◆ STORED DATA ◆
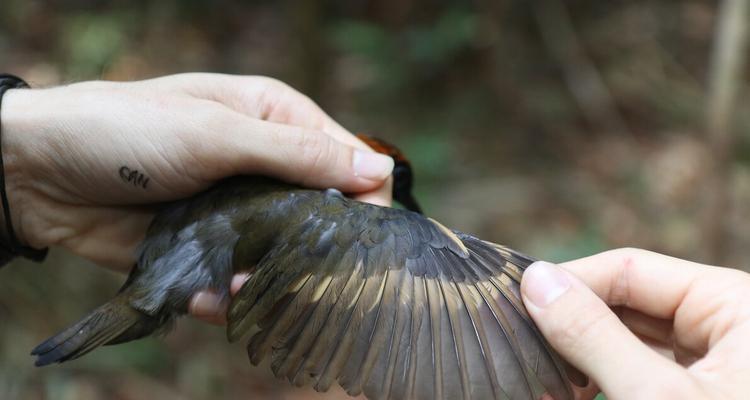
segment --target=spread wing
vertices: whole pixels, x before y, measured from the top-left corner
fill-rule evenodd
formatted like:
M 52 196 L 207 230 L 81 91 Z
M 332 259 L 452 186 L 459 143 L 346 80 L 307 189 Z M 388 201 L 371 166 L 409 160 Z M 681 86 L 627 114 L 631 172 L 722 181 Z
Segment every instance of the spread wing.
M 253 364 L 370 399 L 572 398 L 520 299 L 532 259 L 406 211 L 328 211 L 284 235 L 230 307 Z

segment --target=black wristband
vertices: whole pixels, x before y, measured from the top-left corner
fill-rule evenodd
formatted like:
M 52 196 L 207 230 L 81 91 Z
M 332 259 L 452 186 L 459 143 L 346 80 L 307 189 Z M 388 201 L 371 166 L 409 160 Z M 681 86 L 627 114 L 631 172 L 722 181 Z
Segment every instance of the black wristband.
M 0 111 L 2 110 L 3 97 L 5 92 L 10 89 L 28 88 L 29 85 L 23 79 L 10 75 L 0 74 Z M 0 266 L 7 264 L 17 256 L 22 256 L 34 261 L 42 261 L 47 256 L 48 249 L 35 249 L 24 246 L 16 237 L 16 231 L 13 229 L 13 220 L 10 215 L 10 206 L 8 205 L 8 194 L 5 191 L 5 166 L 3 164 L 2 152 L 2 121 L 0 121 L 0 201 L 2 201 L 3 215 L 5 217 L 6 238 L 0 240 Z

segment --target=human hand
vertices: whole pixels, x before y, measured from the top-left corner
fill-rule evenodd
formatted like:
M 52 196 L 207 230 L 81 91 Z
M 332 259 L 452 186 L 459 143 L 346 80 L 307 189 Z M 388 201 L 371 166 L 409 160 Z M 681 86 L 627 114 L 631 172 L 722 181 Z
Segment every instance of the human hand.
M 390 203 L 383 182 L 393 161 L 270 78 L 182 74 L 11 90 L 2 124 L 17 236 L 107 266 L 132 266 L 155 204 L 231 175 Z
M 0 120 L 16 235 L 122 270 L 155 204 L 226 176 L 271 175 L 390 204 L 393 160 L 270 78 L 182 74 L 12 90 Z M 224 308 L 207 292 L 191 302 L 212 322 Z
M 750 393 L 750 274 L 620 249 L 535 263 L 521 292 L 550 344 L 610 400 Z

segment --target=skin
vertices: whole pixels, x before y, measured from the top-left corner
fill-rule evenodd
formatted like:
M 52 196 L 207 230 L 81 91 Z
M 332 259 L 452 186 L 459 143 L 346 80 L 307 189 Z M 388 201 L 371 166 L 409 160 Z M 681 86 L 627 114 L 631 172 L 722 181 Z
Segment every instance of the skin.
M 158 203 L 226 176 L 266 174 L 390 203 L 392 161 L 368 157 L 310 99 L 269 78 L 184 74 L 12 90 L 1 118 L 17 236 L 121 270 Z M 246 278 L 234 277 L 233 293 Z M 750 391 L 746 273 L 621 249 L 536 263 L 521 289 L 551 345 L 591 377 L 578 398 L 599 388 L 609 399 Z M 223 323 L 225 305 L 204 292 L 191 313 Z
M 744 399 L 750 274 L 638 249 L 537 262 L 524 303 L 590 399 Z M 612 307 L 615 309 L 612 310 Z
M 18 238 L 123 272 L 159 203 L 227 176 L 270 175 L 390 204 L 393 160 L 271 78 L 181 74 L 10 90 L 1 111 Z M 207 320 L 222 314 L 210 293 L 192 309 Z

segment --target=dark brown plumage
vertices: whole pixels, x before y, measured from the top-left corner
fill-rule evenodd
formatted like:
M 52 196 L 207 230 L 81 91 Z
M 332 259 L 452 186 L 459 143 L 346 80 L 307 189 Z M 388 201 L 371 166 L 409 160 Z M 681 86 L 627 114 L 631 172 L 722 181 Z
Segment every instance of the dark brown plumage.
M 34 349 L 37 365 L 164 329 L 189 298 L 232 299 L 230 341 L 253 364 L 320 391 L 371 399 L 572 398 L 564 367 L 523 307 L 533 260 L 417 213 L 232 178 L 166 207 L 118 295 Z M 256 267 L 257 266 L 257 267 Z

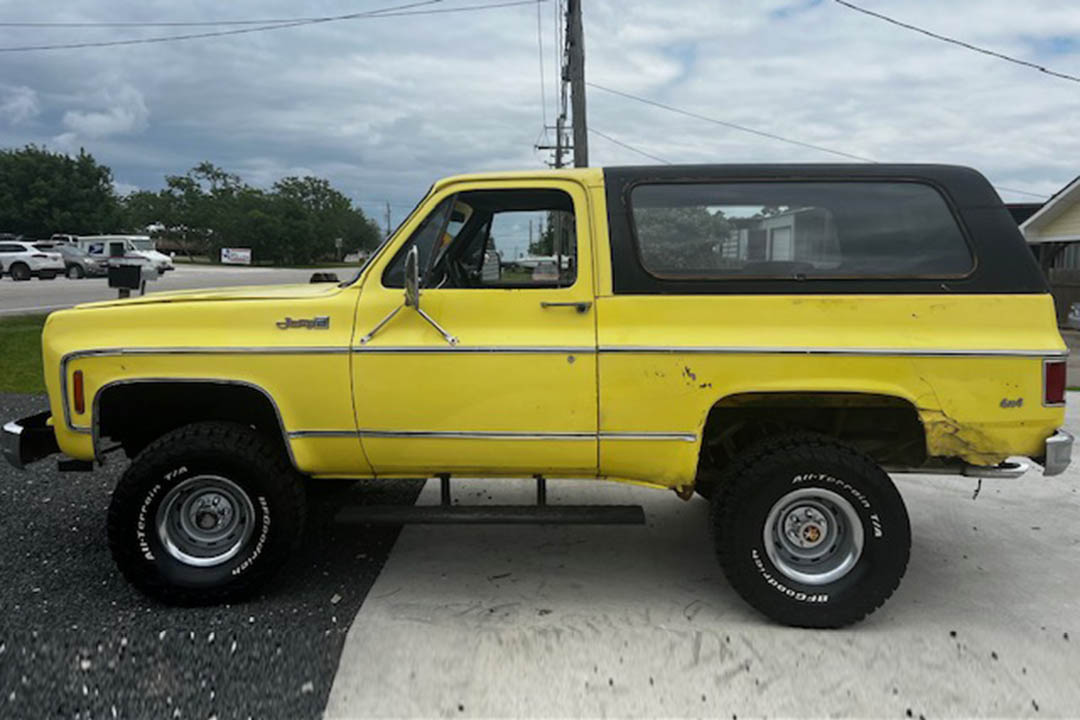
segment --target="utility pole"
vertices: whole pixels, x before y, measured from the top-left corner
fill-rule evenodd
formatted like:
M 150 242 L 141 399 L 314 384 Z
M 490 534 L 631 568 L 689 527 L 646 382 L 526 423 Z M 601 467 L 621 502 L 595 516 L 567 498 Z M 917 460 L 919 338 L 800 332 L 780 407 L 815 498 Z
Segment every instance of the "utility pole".
M 585 124 L 585 34 L 581 28 L 581 0 L 566 4 L 567 73 L 574 120 L 574 167 L 589 166 L 589 130 Z
M 390 237 L 390 201 L 386 201 L 386 237 Z

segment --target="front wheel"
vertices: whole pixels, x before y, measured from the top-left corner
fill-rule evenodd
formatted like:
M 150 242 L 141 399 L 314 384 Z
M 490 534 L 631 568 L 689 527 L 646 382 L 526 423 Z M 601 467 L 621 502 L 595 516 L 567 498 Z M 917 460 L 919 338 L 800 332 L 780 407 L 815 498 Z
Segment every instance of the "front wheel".
M 163 602 L 251 594 L 300 539 L 304 488 L 280 448 L 236 423 L 173 430 L 113 491 L 109 547 L 131 584 Z
M 834 628 L 866 617 L 900 584 L 911 552 L 904 502 L 866 455 L 792 433 L 736 457 L 712 524 L 732 587 L 770 618 Z
M 67 269 L 67 276 L 72 280 L 79 280 L 86 277 L 86 272 L 83 271 L 78 265 L 70 265 Z
M 8 273 L 11 275 L 11 279 L 16 282 L 26 282 L 33 276 L 33 273 L 30 272 L 30 266 L 26 263 L 12 264 L 8 268 Z

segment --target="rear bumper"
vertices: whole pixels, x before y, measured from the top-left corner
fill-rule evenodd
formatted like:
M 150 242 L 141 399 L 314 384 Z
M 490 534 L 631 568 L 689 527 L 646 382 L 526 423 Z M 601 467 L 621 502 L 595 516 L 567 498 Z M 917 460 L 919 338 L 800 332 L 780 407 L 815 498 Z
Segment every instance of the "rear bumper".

◆ REQUIRED ACTION ◆
Across the records, count the lines holding the string "target". Give the number and stop.

◆ SOLUTION FOR THIS PROBLEM ◆
8